**Text section:**
════════
Lamellipodia are found primarily in all mobile cells, such as the keratinocytes of fish and frogs, which are involved in the quick repair of wounds. The lamellipodia of these keratinocytes allow them to move at speeds of 10–20 μm / min over epithelial surfaces. When separated from the main part of a cell, a lamellipodium can still crawl about freely on its own.

Lamellipodia are a characteristic feature at the front, leading edge, of motile cells. They are believed to be the actual motor which pulls the cell forward during the process of cell migration. The tip of the lamellipodium is the site where exocytosis occurs in migrating mammalian cells as part of their clathrin-mediated endocytic cycle. This, together with actin-polymerisation there, helps extend the lamella forward and thus advance the cell's front. It thus acts as a steering device for cells in the process of chemotaxis. It is also the site from which particles or aggregates attached to the cell surface migrate in a process known as cap formation.

- Structure
Structurally, the barbed ends of the microfilaments (localized actin monomers in an ATP-bound form) face the "seeking" edge of the cell, while the pointed ends (localized actin monomers in an ADP-bound form) face the lamella behind. This creates treadmilling throughout the lamellipodium, which aids in the retrograde flow of particles throughout. Arp2/3 complexes are present at microfilament-microfilament junctions in lamellipodia, and help create the actin meshwork. Arp2/3 can only join onto previously existing microfilaments, but once bound it creates a site for the extension of new microfilaments, which creates branching. Another molecule that is often found in polymerizing actin with Arp2/3 is cortactin, which appears to link tyrosine kinase signalling to cytoskeletal reorganization in the lamellipodium and its associated structures.

Rac and Cdc42 are two Rho-family GTPases which are normally cytosolic but can also be found in the cell membrane under certain conditions. When Cdc42 is activated, it can interact with Wiskott–Aldrich syndrome protein (WASp) family receptors, in particular N-WASp, which then activates Arp2/3. This stimulates actin branching and increases cell motility. Rac1 induces cortactin to localize to the cell membrane, where it simultaneously binds F-actin and Arp2/3. The result is a structural reorganization of the lamellipodium and ensuing cell motility. Rac promotes lamellipodia while cdc42 promotes filopodia.

Ena/VASP proteins are found at the leading edge of lamellipodia, where they promote actin polymerization necessary for lamellipodial protrusion and chemotaxis. Further, Ena/VASP prevents the action of capping protein, which halts actin polymerization.
════════
**Data records:**
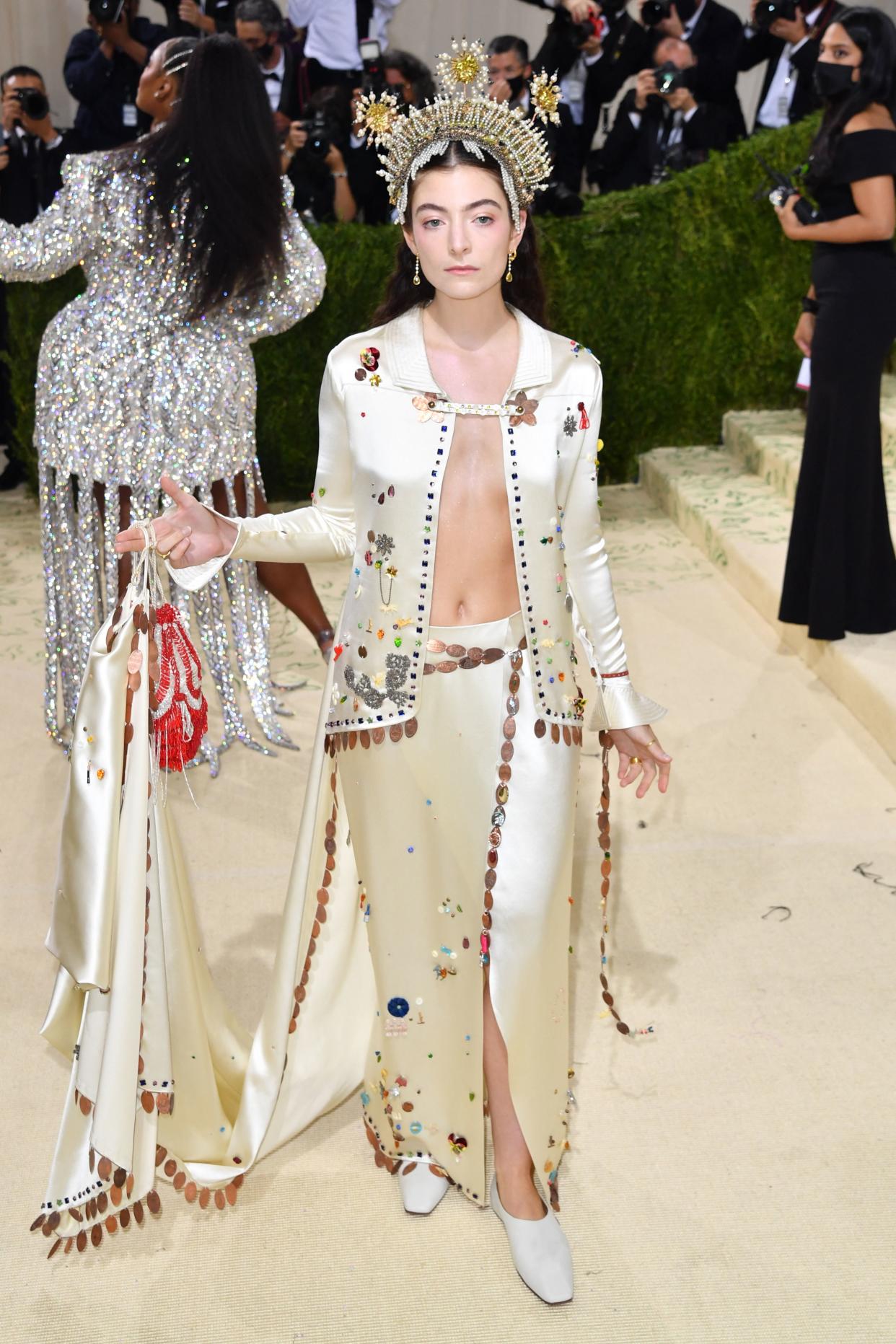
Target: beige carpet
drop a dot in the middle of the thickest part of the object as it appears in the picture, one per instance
════════
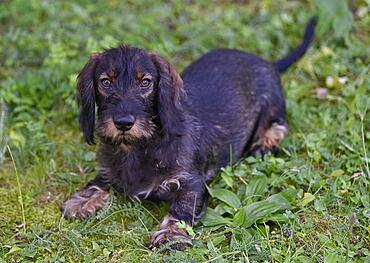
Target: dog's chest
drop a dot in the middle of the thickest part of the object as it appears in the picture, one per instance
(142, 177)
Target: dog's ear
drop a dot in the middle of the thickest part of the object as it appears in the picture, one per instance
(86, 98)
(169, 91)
════════
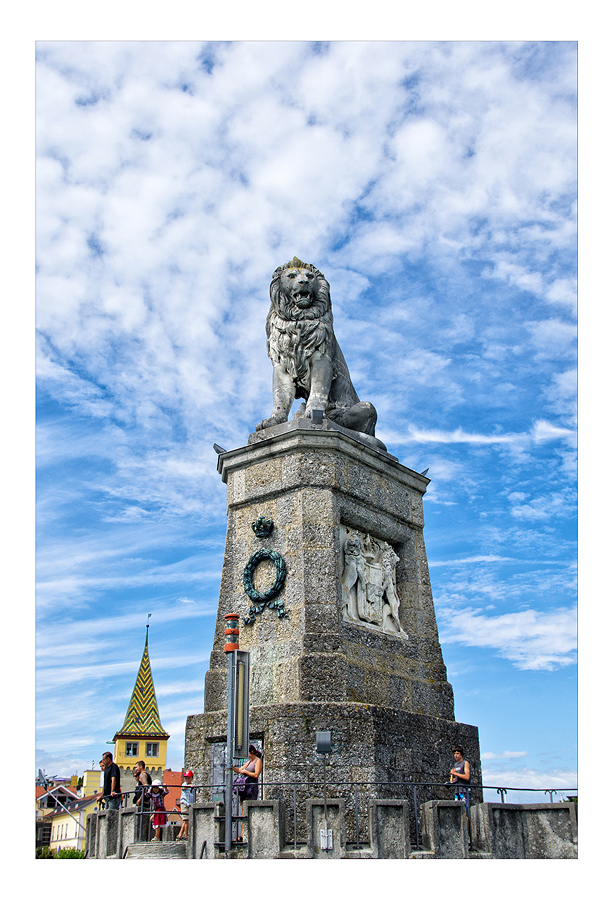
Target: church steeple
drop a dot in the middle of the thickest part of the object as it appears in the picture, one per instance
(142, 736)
════════
**Task instructions:**
a) From the passage on lamellipodia, write out word for word the stretch starting with "- Structure" and going on through "its associated structures.".
b) In the passage on lamellipodia, which protein's action do Ena/VASP proteins prevent?

**Results for each task:**
a)
- Structure
Structurally, the barbed ends of the microfilaments (localized actin monomers in an ATP-bound form) face the "seeking" edge of the cell, while the pointed ends (localized actin monomers in an ADP-bound form) face the lamella behind. This creates treadmilling throughout the lamellipodium, which aids in the retrograde flow of particles throughout. Arp2/3 complexes are present at microfilament-microfilament junctions in lamellipodia, and help create the actin meshwork. Arp2/3 can only join onto previously existing microfilaments, but once bound it creates a site for the extension of new microfilaments, which creates branching. Another molecule that is often found in polymerizing actin with Arp2/3 is cortactin, which appears to link tyrosine kinase signalling to cytoskeletal reorganization in the lamellipodium and its associated structures.

b) Capping protein, which halts actin polymerization.